SUPPLIED TEXT:
START

I'll have to look into hotels around the area. That or hightail it back from there to my home every day. I'm gonna burn so much money on gas x_x


----------



## fenblack (Mar 15, 2009)

I'll be going with my roommate, coming down from Newbury Park and camping nearby, hotels are crazy costly.


----------



## Anuvia (Mar 28, 2009)

I'm sure you know this by now but, I'll be there X3

I'm going to be rooming with McClain, Jello and three of her friends C:  Hopefully my Arcanine suit will be finished by then.

I'll also have a table XD


----------



## Sulfide (Mar 28, 2009)

Yeah well, if anyone passes the gay ass California Capitol of Sacramento you can give me and Kume a ride. May pool some other furs too.


----------



## amtrack88 (Apr 7, 2009)

I'm sure I'd be going. Like at Further Confusion, I'll have the Polaroid again. So everyone is welcome to ask me for free photos at CF. You can't miss it, it's a giant camera.

END

YOUR TASKS:
[1] In the forum thread, where is fenblack coming down from?
[2] Print the part of the forum thread starting with "## Anuvia (Mar" and going on through "Sulfide (Mar 28, 2009)".
This material comes from a different source than the forum thread.

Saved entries
START

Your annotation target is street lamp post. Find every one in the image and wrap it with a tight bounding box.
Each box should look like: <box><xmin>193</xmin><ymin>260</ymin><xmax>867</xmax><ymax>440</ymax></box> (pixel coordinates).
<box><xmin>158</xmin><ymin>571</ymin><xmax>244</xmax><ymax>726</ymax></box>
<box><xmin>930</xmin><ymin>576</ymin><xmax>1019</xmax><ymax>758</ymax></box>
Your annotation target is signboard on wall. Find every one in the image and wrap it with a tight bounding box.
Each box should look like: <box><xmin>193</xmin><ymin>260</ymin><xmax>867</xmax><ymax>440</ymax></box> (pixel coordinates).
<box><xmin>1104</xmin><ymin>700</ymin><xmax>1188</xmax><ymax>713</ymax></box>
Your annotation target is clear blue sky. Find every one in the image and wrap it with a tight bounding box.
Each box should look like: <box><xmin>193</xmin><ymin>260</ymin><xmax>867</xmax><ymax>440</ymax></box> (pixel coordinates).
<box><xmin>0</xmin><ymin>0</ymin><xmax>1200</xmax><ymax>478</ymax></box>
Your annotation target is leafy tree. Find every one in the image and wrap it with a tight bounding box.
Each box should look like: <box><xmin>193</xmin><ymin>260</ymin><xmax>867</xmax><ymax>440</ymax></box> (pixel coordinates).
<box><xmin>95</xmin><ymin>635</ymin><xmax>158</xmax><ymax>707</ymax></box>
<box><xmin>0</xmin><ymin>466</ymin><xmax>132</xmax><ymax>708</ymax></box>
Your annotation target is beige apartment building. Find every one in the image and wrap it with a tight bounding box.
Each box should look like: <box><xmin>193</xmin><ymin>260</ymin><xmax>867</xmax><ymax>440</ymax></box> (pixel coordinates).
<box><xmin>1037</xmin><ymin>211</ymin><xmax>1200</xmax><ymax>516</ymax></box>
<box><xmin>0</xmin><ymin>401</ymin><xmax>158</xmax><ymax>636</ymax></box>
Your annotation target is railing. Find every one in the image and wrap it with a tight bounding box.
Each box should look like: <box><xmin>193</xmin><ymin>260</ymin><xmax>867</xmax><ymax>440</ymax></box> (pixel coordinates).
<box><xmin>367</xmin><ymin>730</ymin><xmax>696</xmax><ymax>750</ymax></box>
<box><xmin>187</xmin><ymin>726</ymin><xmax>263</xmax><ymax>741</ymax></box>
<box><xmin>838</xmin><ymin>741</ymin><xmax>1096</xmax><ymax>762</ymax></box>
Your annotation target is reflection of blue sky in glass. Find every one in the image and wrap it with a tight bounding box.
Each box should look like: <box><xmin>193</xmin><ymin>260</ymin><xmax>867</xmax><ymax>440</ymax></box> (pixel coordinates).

END

ANSWERS TO THE EXERCISE:
[1] Newbury Park.

[2]
## Anuvia (Mar 28, 2009)

I'm sure you know this by now but, I'll be there X3

I'm going to be rooming with McClain, Jello and three of her friends C:  Hopefully my Arcanine suit will be finished by then.

I'll also have a table XD


----------



## Sulfide (Mar 28, 2009)